[[ SOURCE DATA, beginning ]]

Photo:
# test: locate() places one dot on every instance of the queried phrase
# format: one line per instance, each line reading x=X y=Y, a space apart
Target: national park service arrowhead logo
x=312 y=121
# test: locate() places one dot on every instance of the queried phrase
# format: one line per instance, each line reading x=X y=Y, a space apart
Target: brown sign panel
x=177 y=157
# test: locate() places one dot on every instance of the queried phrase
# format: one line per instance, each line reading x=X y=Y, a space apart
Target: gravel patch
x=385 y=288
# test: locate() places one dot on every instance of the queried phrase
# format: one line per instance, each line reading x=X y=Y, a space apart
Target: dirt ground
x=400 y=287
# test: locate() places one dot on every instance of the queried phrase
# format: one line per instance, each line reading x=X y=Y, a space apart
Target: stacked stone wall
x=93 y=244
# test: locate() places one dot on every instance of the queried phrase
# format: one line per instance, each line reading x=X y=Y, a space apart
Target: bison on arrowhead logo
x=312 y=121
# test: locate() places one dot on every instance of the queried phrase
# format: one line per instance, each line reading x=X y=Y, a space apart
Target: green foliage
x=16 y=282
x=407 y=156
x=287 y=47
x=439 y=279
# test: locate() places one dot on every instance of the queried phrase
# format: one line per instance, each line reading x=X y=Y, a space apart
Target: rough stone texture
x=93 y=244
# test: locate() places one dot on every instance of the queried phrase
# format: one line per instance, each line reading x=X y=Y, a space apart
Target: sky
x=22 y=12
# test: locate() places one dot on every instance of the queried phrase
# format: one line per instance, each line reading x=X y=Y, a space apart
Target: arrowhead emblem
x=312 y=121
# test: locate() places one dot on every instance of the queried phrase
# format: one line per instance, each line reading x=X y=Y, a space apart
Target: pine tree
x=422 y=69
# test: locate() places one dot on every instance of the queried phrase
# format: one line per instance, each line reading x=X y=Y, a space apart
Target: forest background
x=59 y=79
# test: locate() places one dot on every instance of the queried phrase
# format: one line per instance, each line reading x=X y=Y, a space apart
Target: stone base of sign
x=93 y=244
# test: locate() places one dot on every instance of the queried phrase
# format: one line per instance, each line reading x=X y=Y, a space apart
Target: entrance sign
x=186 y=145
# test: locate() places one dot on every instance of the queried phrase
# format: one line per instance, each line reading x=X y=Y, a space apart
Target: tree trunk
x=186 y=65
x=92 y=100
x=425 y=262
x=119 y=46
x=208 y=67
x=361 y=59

[[ SOURCE DATA, end ]]

* TASK DIRECTIONS *
Now repeat the data exactly, keeping every line.

* RESPONSE *
Photo:
# test: locate() places one dot on every instance of the queried phrase
# format: one line per instance, each line reading x=X y=Y, a space apart
Target: national park service arrowhead logo
x=312 y=121
# test: locate() places one dot on every instance of the queried phrase
# format: one line per instance, each line reading x=X y=Y, a space apart
Target: brown sign panel
x=177 y=157
# test: locate() places one dot on every instance of the queried phrase
# format: one line per instance, each line reading x=X y=Y, a space apart
Target: gravel patch
x=385 y=288
# test: locate() places one dot on every instance of the queried phrase
# format: one line per instance, each line reading x=X y=Y, a space apart
Target: dirt ground
x=400 y=287
# test: locate() places one dot on every instance of the queried phrase
# format: one line per instance, each line reading x=X y=Y, a space apart
Target: stacked stone wall
x=93 y=244
# test: locate() places one dot on every instance of the queried phrase
# format: one line per instance, each line reading x=X y=Y, a space apart
Target: bison on arrowhead logo
x=312 y=121
# test: locate() places one dot on every instance of the queried phrase
# format: one line per instance, each line reading x=X y=Y, a space apart
Target: green foliage
x=16 y=282
x=407 y=156
x=287 y=47
x=439 y=279
# test: locate() places one dot on every instance of the queried phrase
# format: one line per instance, each line reading x=X y=Y, a space apart
Target: rough stone texture
x=93 y=244
# test: locate() places one dot on every instance of the queried phrase
# format: one line per instance, each line reading x=X y=Y, a space apart
Target: sky
x=22 y=12
# test: locate() places one dot on every instance of the queried phrase
# format: one line per instance, each line reading x=X y=Y, a space apart
Target: arrowhead emblem
x=312 y=121
# test: locate() places one dot on every instance of the queried phrase
# format: one line per instance, each line reading x=X y=Y, a space apart
Target: pine tree
x=422 y=69
# test: locate() places one dot on every instance of the queried phrase
# format: one line per instance, each line reading x=X y=Y, a space apart
Target: forest background
x=59 y=79
# test: locate() places one dot on every instance of the queried phrase
# format: one line per instance, each line reading x=X y=Y, a space apart
Target: stone base of sign
x=93 y=244
# test: locate() places one dot on every instance of the queried phrase
# format: one line per instance, each line reading x=X y=Y, a space apart
Target: entrance sign
x=186 y=145
# test: locate() places one dot on every instance of the queried phrase
# format: one line per instance, each line reading x=X y=Y, a space apart
Target: tree trunk
x=186 y=65
x=92 y=100
x=425 y=262
x=119 y=46
x=208 y=67
x=361 y=59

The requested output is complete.